┌────────

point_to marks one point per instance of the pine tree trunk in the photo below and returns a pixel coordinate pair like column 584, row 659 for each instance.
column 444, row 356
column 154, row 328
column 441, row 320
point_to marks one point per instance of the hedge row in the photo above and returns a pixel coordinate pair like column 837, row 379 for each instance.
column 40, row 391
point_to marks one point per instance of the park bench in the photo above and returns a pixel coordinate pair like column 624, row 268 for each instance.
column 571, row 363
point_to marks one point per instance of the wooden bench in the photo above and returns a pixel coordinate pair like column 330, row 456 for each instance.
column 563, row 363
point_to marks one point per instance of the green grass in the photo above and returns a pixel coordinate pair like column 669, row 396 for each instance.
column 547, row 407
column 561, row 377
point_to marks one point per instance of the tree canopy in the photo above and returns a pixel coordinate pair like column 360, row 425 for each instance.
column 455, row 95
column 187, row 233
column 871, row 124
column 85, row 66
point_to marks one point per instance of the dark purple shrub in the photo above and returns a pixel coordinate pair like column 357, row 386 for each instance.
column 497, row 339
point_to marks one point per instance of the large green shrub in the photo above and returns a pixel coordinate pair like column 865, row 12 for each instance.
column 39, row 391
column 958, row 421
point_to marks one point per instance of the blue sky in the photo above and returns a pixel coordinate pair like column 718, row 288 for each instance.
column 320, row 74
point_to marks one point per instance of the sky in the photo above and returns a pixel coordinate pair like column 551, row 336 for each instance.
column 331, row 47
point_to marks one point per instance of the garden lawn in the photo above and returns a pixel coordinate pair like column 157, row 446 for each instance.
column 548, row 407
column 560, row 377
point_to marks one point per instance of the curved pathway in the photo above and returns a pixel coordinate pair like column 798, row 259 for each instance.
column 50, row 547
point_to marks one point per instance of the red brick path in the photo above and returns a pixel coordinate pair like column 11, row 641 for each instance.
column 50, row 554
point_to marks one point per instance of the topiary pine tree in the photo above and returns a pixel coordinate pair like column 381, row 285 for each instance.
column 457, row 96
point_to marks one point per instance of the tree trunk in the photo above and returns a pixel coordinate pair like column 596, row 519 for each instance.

└────────

**WHAT IS EXPECTED**. Print every row above word for word, keeping them in their original order.

**RESPONSE TO THIS TASK**.
point_to marks one point per instance of the pine tree trunk in the photo below and returns a pixel coordinate pair like column 584, row 659 for each instance.
column 444, row 356
column 154, row 328
column 441, row 320
point_to marks one point per instance of the hedge row in the photo above and returns a pixel coordinate pair like column 837, row 379 for each instance.
column 40, row 391
point_to marks one point per instance of the park bench in the photo above and returns a pixel coordinate pair like column 624, row 268 for each instance.
column 571, row 363
point_to marks one point per instance of the wooden bench in the photo above and returns a pixel coordinate pair like column 330, row 456 for each instance.
column 563, row 363
point_to marks one point per instance of the green grass in the photo above and returns a pixel coordinate pair like column 669, row 396 for each instance.
column 547, row 407
column 561, row 377
point_to marks one point per instance of the tree canopy in the photo above and returns a pixel coordinate pair like column 360, row 425 for each instance.
column 455, row 95
column 187, row 233
column 871, row 124
column 85, row 66
point_to marks one point per instance of the dark purple shrub in the photo above and returns a pixel coordinate pair like column 357, row 386 for each instance.
column 497, row 339
point_to marks one point per instance of the large green shrub in the photo above and returns a pixel coordinate pair like column 865, row 12 for each instance.
column 39, row 391
column 958, row 421
point_to marks one point per instance of the blue sky in the photo above and returns a pixel coordinate pair like column 718, row 288 for each instance.
column 320, row 74
point_to marks one point per instance of the sky in the photo above and returns a pixel coordinate pair like column 551, row 336 for each instance.
column 331, row 47
point_to marks one point per instance of the garden lawn in the photo above and returns a pixel coordinate pair like column 157, row 446 for each instance.
column 548, row 407
column 560, row 377
point_to marks one point per instance of the curved pathway in the photo above and returns a pixel coordinate pair like column 798, row 259 for each instance.
column 50, row 547
point_to marks one point per instance of the red brick path in the photo above and returns a pixel coordinate pair like column 11, row 641 for each instance.
column 50, row 554
point_to marks one point per instance of the topiary pine tree in the photo above and returns a pixel coordinate pair like column 381, row 285 for each instance.
column 457, row 96
point_to marks one point per instance of the tree trunk in the photo above and returns a pixel coordinate pair like column 596, row 519 for each instance.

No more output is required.